**DIRECTION A**: In the records, rewrite the lines from the one containing "Isolate the large" through the end of the records, replacing "visible here" with "shown here" and leaving everything else unchanged.

The reason for the optimism – or pessimism, if you were any of the other teams – was the 1989 opening of Skydome in June 1989. The first of what became a stadium boom in the game, Skydome was hailed as an engineering marvel with its retractable roof, and featured an adjoining hotel and prepaid luxury suites. Despite not moving in until June, the Blue Jays set an all-time attendance of 3.375 million that season, which they shattered the next year before going over 4 million for three years. The Yankees and Red Sox, meanwhile, were playing in aging stadiums without the luxury boxes that began sweeping the nation.

While the Blue Jays had broken through in the 1980s with a great crop of home grown players (Dave Stieb, Tony Fernandez, George Bell, and others), by 1992 general manager Pat Gillick was using his revenue advantage to field a lot of veteran stars: Roberto Alomar, Dave Winfield, Joe Carter, Jack Morris, and mid-summer pickup David Cone were all acquired as ready-made stars.

The Blue Jays opponents in the World Series were the Atlanta Braves, who had lost a classic Series to the Twins the previous year, but had just won a thrilling five game series over the Pirates. While a Toronto victory would be a first for Canada, an Atlanta victory would be a first for a team from the American South. The Braves were younger, and more homegrown – David Justice, Tom Glavine, John Smoltz, Ron Gant had all debuted in the majors as Braves in the last few years. Winners of 98 games, 7 more than the Blue Jays, the Braves had to be considered a slight favorite.

**DIRECTION B**: List the players the baseball passage says were acquired as ready-made stars.

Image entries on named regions
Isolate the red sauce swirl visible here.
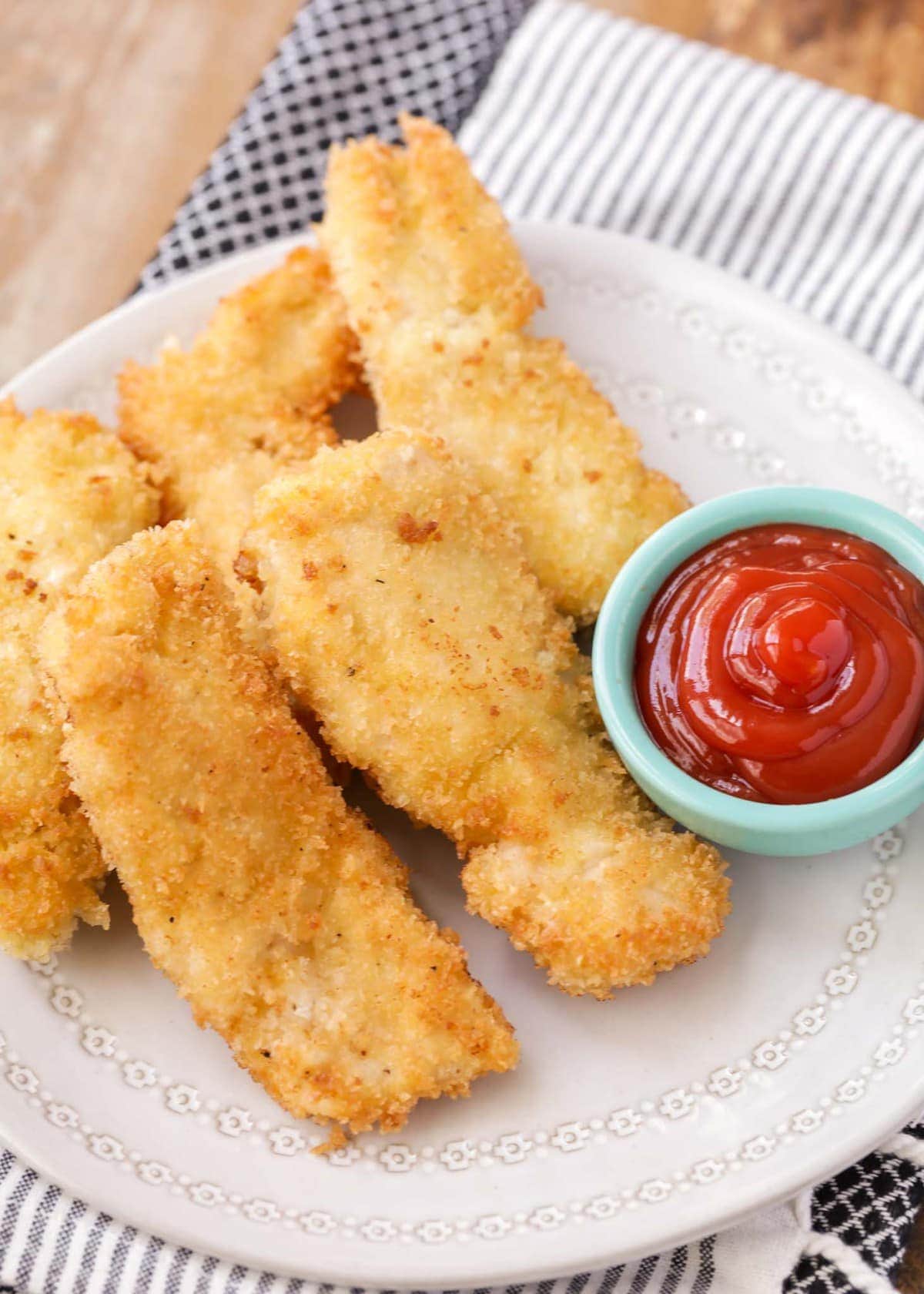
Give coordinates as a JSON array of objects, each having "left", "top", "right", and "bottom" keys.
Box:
[{"left": 635, "top": 524, "right": 924, "bottom": 803}]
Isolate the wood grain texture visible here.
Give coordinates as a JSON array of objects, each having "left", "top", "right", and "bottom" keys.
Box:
[
  {"left": 0, "top": 0, "right": 298, "bottom": 380},
  {"left": 595, "top": 0, "right": 924, "bottom": 116},
  {"left": 0, "top": 0, "right": 924, "bottom": 1294}
]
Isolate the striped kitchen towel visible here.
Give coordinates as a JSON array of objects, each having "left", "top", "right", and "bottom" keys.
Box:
[{"left": 0, "top": 0, "right": 924, "bottom": 1294}]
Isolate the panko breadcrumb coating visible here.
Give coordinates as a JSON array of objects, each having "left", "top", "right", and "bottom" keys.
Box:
[
  {"left": 42, "top": 523, "right": 517, "bottom": 1131},
  {"left": 239, "top": 432, "right": 728, "bottom": 997},
  {"left": 321, "top": 116, "right": 687, "bottom": 622},
  {"left": 0, "top": 400, "right": 158, "bottom": 960},
  {"left": 119, "top": 247, "right": 359, "bottom": 575}
]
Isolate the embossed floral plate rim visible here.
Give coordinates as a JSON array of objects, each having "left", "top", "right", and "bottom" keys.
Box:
[{"left": 2, "top": 225, "right": 924, "bottom": 1286}]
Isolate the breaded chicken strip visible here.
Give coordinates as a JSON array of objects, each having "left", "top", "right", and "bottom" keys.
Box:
[
  {"left": 0, "top": 400, "right": 158, "bottom": 960},
  {"left": 42, "top": 523, "right": 517, "bottom": 1131},
  {"left": 238, "top": 434, "right": 728, "bottom": 997},
  {"left": 119, "top": 247, "right": 359, "bottom": 573},
  {"left": 321, "top": 116, "right": 686, "bottom": 622}
]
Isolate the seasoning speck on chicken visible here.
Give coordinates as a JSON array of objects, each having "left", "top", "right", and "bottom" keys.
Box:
[{"left": 42, "top": 521, "right": 517, "bottom": 1131}]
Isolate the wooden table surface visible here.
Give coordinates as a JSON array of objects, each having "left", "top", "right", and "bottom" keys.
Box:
[{"left": 0, "top": 0, "right": 924, "bottom": 1294}]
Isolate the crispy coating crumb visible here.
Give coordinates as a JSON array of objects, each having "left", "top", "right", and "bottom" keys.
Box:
[
  {"left": 245, "top": 432, "right": 728, "bottom": 997},
  {"left": 0, "top": 400, "right": 156, "bottom": 960},
  {"left": 119, "top": 247, "right": 359, "bottom": 575},
  {"left": 42, "top": 523, "right": 517, "bottom": 1131},
  {"left": 321, "top": 116, "right": 686, "bottom": 622}
]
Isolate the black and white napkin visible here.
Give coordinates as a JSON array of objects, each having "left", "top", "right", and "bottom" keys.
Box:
[{"left": 0, "top": 0, "right": 924, "bottom": 1294}]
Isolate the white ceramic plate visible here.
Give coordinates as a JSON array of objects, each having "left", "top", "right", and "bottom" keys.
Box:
[{"left": 0, "top": 225, "right": 924, "bottom": 1288}]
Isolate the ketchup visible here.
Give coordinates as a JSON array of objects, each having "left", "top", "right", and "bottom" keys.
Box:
[{"left": 635, "top": 523, "right": 924, "bottom": 803}]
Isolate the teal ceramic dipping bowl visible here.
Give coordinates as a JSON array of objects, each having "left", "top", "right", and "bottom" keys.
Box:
[{"left": 593, "top": 487, "right": 924, "bottom": 857}]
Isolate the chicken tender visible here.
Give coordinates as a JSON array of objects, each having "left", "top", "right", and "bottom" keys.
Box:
[
  {"left": 321, "top": 116, "right": 687, "bottom": 622},
  {"left": 239, "top": 432, "right": 728, "bottom": 997},
  {"left": 0, "top": 400, "right": 158, "bottom": 960},
  {"left": 119, "top": 247, "right": 359, "bottom": 575},
  {"left": 42, "top": 523, "right": 517, "bottom": 1131}
]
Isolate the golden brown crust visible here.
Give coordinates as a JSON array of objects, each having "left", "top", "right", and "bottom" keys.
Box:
[
  {"left": 0, "top": 400, "right": 156, "bottom": 959},
  {"left": 119, "top": 247, "right": 359, "bottom": 575},
  {"left": 245, "top": 432, "right": 728, "bottom": 997},
  {"left": 42, "top": 523, "right": 517, "bottom": 1131},
  {"left": 321, "top": 116, "right": 686, "bottom": 621}
]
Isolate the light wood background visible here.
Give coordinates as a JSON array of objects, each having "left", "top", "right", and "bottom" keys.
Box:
[{"left": 0, "top": 0, "right": 924, "bottom": 1294}]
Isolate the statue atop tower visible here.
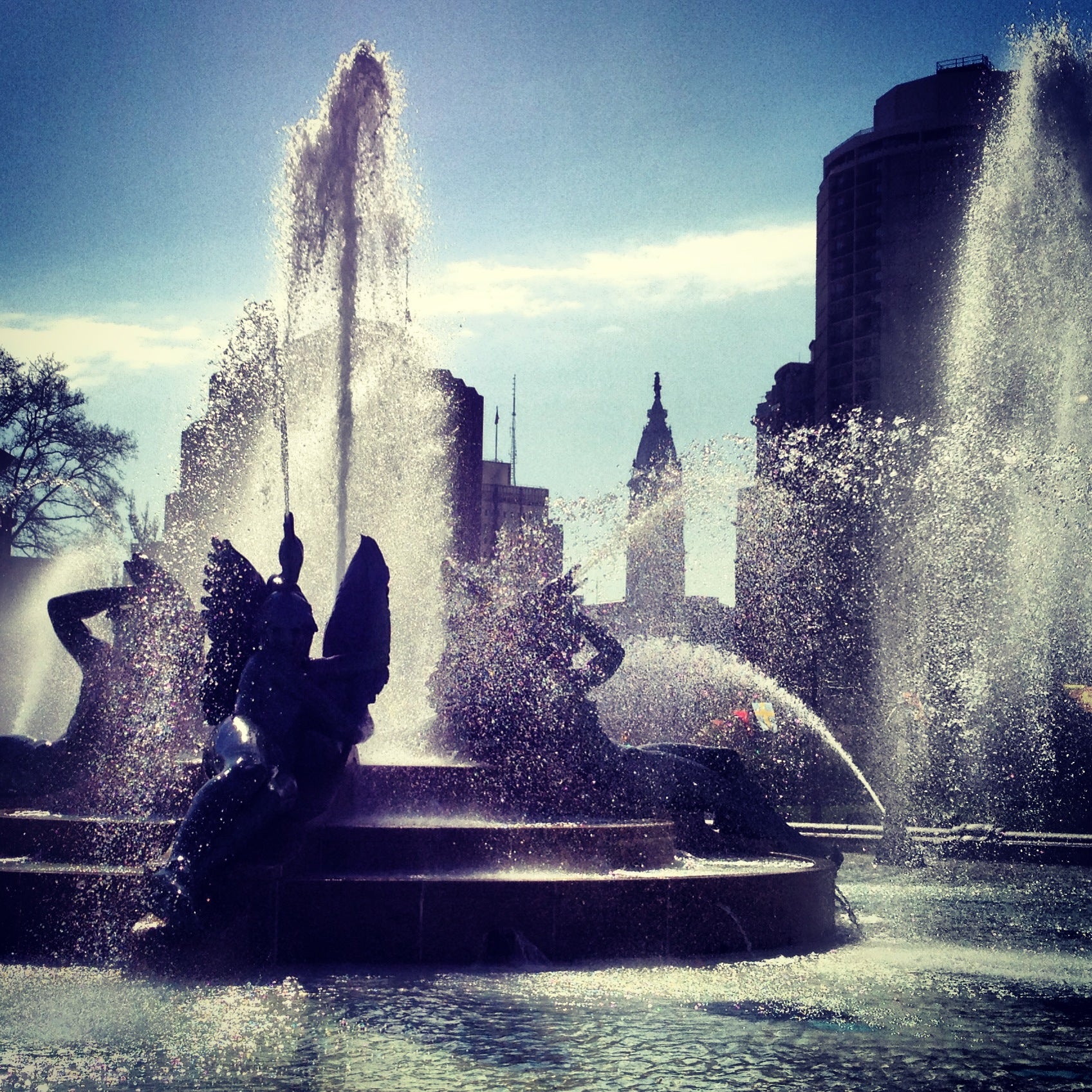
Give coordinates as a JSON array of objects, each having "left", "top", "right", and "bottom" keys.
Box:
[{"left": 625, "top": 371, "right": 686, "bottom": 636}]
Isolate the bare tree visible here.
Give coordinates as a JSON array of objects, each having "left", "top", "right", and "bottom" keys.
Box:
[{"left": 0, "top": 349, "right": 136, "bottom": 564}]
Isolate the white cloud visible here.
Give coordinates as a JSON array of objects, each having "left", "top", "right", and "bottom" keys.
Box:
[
  {"left": 0, "top": 313, "right": 216, "bottom": 384},
  {"left": 417, "top": 221, "right": 816, "bottom": 318}
]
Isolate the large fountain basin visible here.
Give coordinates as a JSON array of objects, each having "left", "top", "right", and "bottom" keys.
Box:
[{"left": 0, "top": 766, "right": 835, "bottom": 963}]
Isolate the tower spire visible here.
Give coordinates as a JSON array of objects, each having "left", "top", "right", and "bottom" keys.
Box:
[{"left": 509, "top": 376, "right": 515, "bottom": 485}]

**FINISHED ANSWER A**:
Isolate the large fountain basin shown here.
Give coordinates as a JSON array of objects, each having "left", "top", "right", and "bottom" keys.
Box:
[{"left": 0, "top": 766, "right": 835, "bottom": 963}]
Isolate the tower spire shown here.
Give coordinates as a JSON array of objects, each having "left", "top", "right", and "bottom" keys.
Box:
[{"left": 509, "top": 376, "right": 515, "bottom": 485}]

**FINISHED ANSWER B**: Roberto Alomar, Dave Winfield, Joe Carter, Jack Morris, David Cone